Passage shown:
________
Director: Elizabeth Broun, The Margaret and Terry Stent Director
Total Full-Time Employees: 118
Approximate Number of Artworks: 41,500
Visitors (2007): 918,000 (This total includes attendance for both its main building and its Renwick Gallery; American Art shares its main building with the National Portrait Gallery.)

Background
The Smithsonian American Art Museum, the nation’s first collection of American art, is an unparalleled record of the American experience. The collection captures the aspirations, character and imagination of the American people throughout three centuries.

The museum’s National Historic Landmark building in the heart of Washington’s new downtown cultural district has been meticulously renovated with expanded permanent collection galleries and innovative new public spaces. Begun in 1836 and completed in 1868, it is one of the oldest public buildings constructed in early Washington, and is considered one of the finest examples of Greek Revival architecture in the United States. The recent $283 million renovation (2000-2006) revealed the full magnificence of the building’s architectural features, including porticos modeled after the Parthenon in Athens, a curving double staircase, vaulted galleries, large windows and skylights as long as a city block.

The museum shares its main building with the Smithsonian’s National Portrait Gallery; both museums share a joint main entrance at Eighth and F streets N.W. Collectively, the two museums and their activities are known as the Donald W. Reynolds Center for American Art and Portraiture.

Collections
The Smithsonian American Art Museum is the home to one of the largest and most inclusive collections of American art in the world. Its artworks reveal key aspects of America’s rich artistic and cultural history from the colonial period to today. More than 7,000 artists are represented in the collection, including major masters, such as John Singleton Copley, Gilbert Stuart, Winslow Homer, John Singer Sargent, Childe Hassam, Mary Cassatt, Georgia O’Keeffe, Edward Hopper, Jacob Lawrence, Helen Frankenthaler, Christo, David Hockney, Jenny Holzer, Lee Friedlander, Nam June Paik, Martin Puryear and Robert Rauschenberg. In recent years, the museum has strengthened its commitment to contemporary art through curatorial appointments, endowments, acquisitions, commissions and an annual artist award.

The museum has been a leader in identifying significant aspects of American visual culture and actively collecting and exhibiting works of art before many other major public collections. The museum has the largest collection of New Deal art and the finest collections of contemporary craft, and American impressionist paintings and masterpieces from the Gilded Age. Other pioneering collections include historic and contemporary folk art; work by African American and Latino artists; photography from its origins in the 19th century to contemporary works; images of western expansion; and realist art from the first half of the 20th century.

New Public Spaces
The recent renovation and expansion created four major new public spaces:

  • The innovative Luce Foundation Center for American Art, a study center and visible art storage facility, displays more than 3,300 artworks from the museum’s permanent collection in a three-story skylight space. A variety of programs are offered in the center, including themed scavenger hunts for children, a weekly sketching workshop and Art + Coffee tours. Ten award-winning interactive computer kiosks provide the public with information about every object on display and include discussions of each artwork, artist biographies, audio interviews, still images and nearly 70 videos created exclusively for the center. Free public wireless Internet access (Wi-Fi) is available.
________
Entries supplied:

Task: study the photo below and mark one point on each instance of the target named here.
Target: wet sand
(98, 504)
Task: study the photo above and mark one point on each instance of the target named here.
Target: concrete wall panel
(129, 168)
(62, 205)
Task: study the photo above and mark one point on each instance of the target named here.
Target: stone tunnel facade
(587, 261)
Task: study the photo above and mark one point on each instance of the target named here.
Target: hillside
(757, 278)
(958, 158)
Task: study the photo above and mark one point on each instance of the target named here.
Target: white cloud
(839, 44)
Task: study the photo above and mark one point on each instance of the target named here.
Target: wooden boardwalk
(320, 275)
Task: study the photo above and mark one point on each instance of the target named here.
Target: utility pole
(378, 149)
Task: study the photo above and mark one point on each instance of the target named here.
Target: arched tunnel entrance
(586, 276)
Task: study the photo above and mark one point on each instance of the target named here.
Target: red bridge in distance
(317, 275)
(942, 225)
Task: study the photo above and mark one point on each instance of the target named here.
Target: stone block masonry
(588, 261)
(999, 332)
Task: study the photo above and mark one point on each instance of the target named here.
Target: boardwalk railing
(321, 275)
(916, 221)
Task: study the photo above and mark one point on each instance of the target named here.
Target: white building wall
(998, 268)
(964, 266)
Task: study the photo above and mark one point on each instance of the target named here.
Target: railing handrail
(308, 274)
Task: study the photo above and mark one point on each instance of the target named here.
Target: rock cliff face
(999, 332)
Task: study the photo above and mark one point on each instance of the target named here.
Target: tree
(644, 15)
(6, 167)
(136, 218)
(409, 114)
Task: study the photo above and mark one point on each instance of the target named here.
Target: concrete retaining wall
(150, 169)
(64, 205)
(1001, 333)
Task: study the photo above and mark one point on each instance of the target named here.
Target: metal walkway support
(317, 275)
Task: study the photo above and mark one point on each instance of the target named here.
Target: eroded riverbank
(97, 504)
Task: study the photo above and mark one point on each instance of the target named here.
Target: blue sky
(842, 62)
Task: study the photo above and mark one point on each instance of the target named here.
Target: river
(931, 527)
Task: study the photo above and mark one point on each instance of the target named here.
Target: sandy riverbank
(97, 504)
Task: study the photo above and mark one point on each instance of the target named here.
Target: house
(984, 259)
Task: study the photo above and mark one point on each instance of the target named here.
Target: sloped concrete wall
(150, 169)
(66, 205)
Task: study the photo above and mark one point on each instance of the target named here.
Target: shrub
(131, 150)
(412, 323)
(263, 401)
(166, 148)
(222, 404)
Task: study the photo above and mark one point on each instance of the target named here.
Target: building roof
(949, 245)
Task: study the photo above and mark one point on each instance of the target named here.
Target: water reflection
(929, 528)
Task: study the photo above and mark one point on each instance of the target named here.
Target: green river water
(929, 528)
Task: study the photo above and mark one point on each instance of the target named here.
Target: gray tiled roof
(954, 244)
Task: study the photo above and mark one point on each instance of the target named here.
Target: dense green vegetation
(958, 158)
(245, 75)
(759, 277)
________
Written exercise:
According to the passage on the Smithsonian American Art Museum, in what years was the museum's building begun and completed? The entries have nothing to do with the text.

Result of the exercise:
It was begun in 1836 and completed in 1868.